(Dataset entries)
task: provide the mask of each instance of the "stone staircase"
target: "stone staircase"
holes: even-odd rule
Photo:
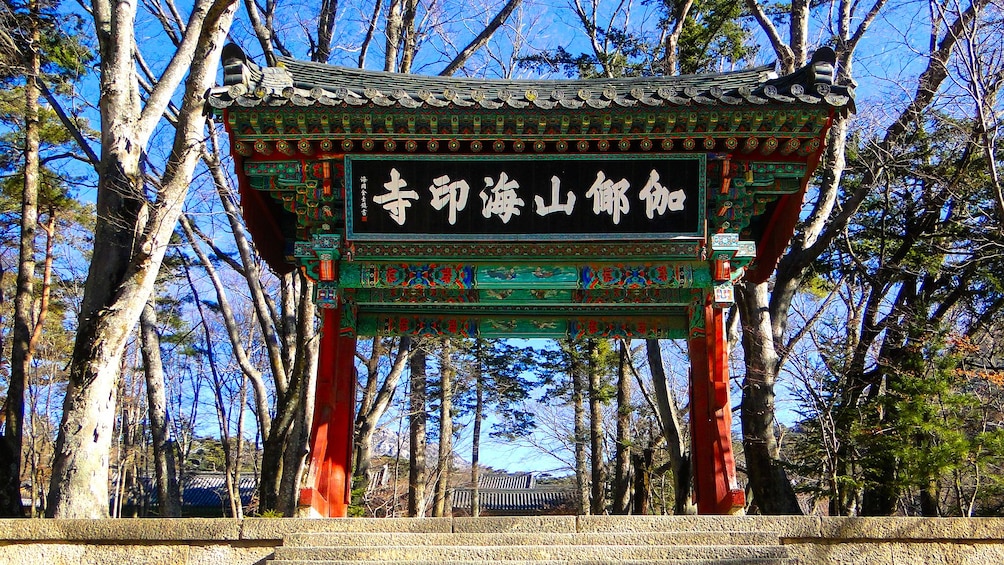
[[[564,517],[562,517],[564,518]],[[466,519],[453,531],[380,531],[367,521],[360,531],[291,533],[276,548],[273,565],[794,565],[777,534],[758,531],[690,531],[673,521],[612,522],[581,531],[577,522],[547,518]],[[352,520],[348,520],[352,522]],[[595,524],[595,519],[593,524]],[[601,522],[602,523],[602,522]],[[569,525],[571,524],[571,525]],[[409,528],[411,530],[420,528]],[[458,531],[460,530],[460,531]]]

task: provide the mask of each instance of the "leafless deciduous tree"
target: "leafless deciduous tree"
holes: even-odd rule
[[[504,24],[510,18],[510,16],[512,16],[513,12],[515,12],[516,9],[519,8],[522,2],[523,0],[509,0],[508,2],[506,2],[505,5],[502,6],[502,9],[499,10],[497,14],[495,14],[495,17],[493,17],[491,21],[489,21],[488,24],[485,26],[485,28],[481,30],[481,33],[479,33],[474,39],[472,39],[471,42],[468,43],[466,47],[461,49],[460,52],[457,53],[457,56],[452,61],[450,61],[448,65],[446,65],[446,68],[444,68],[439,73],[440,76],[451,76],[454,73],[456,73],[457,70],[459,70],[461,67],[463,67],[464,64],[467,63],[467,61],[471,58],[471,56],[474,55],[474,53],[476,53],[479,49],[484,48],[484,46],[488,44],[488,40],[490,40],[491,37],[495,35],[495,32],[498,31],[500,27],[502,27],[502,24]]]
[[[933,4],[939,17],[946,18],[943,7]],[[1000,151],[1004,109],[1000,103],[1004,88],[1004,48],[998,39],[1004,33],[1004,6],[987,2],[977,6],[977,14],[959,29],[959,56],[953,60],[951,78],[971,99],[978,128],[977,138],[987,161],[997,216],[1004,221],[1004,184],[994,157]]]
[[[948,77],[948,63],[957,49],[961,31],[976,18],[986,3],[985,0],[975,0],[967,7],[948,9],[946,17],[932,18],[930,51],[924,57],[927,64],[917,77],[912,96],[885,129],[879,141],[879,153],[888,154],[901,143],[909,124],[930,107]],[[747,0],[747,6],[769,37],[781,60],[782,72],[790,72],[805,64],[811,47],[808,39],[809,3],[800,0],[791,4],[785,18],[789,27],[787,41],[756,0]],[[829,25],[837,53],[836,81],[852,85],[856,49],[885,9],[886,0],[875,0],[867,6],[840,1],[834,6],[834,17]],[[767,282],[747,282],[737,288],[746,364],[742,402],[743,446],[757,506],[768,514],[801,512],[781,464],[774,431],[774,385],[791,351],[788,316],[792,301],[812,263],[834,238],[843,233],[861,202],[875,189],[884,174],[884,166],[876,163],[853,190],[842,192],[840,180],[845,168],[848,119],[847,116],[838,116],[833,121],[820,164],[821,180],[809,205],[809,214],[798,227],[791,247],[778,264],[772,290]]]
[[[669,447],[669,463],[673,472],[673,493],[675,514],[696,514],[693,502],[694,481],[690,464],[690,448],[683,428],[683,414],[676,398],[671,393],[666,367],[663,364],[659,340],[645,342],[649,371],[652,374],[652,389],[655,396],[655,413],[659,418],[662,435]]]
[[[160,514],[166,518],[180,518],[181,488],[178,483],[178,464],[167,420],[164,364],[160,356],[157,311],[152,300],[147,302],[140,315],[140,337]]]
[[[137,9],[134,1],[91,5],[100,54],[94,255],[101,261],[92,262],[88,272],[56,441],[48,513],[60,518],[108,514],[108,448],[119,360],[153,290],[201,157],[205,94],[215,81],[236,3],[195,3],[178,49],[145,99],[136,66]],[[171,154],[151,191],[143,158],[182,83]]]
[[[425,423],[427,354],[416,347],[411,356],[411,394],[408,396],[408,516],[425,516]]]
[[[393,351],[394,344],[388,350],[384,344],[384,338],[373,338],[373,345],[370,348],[369,356],[357,353],[366,367],[366,382],[363,384],[363,394],[359,401],[359,409],[356,414],[355,432],[355,452],[353,455],[352,474],[353,490],[365,495],[369,486],[370,458],[373,449],[373,433],[380,423],[380,419],[390,407],[394,392],[397,390],[398,382],[408,367],[408,360],[411,358],[411,338],[402,337],[392,340],[396,342],[397,351]],[[381,360],[386,354],[393,355],[390,369],[384,371]],[[381,381],[381,373],[383,375]]]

Instructions to follow: Pick out and copy the lines of the entries that hold the string "leafless".

Result of this exercise:
task: provide the mask of each instance of the "leafless deciduous tree"
target: "leafless deciduous tree"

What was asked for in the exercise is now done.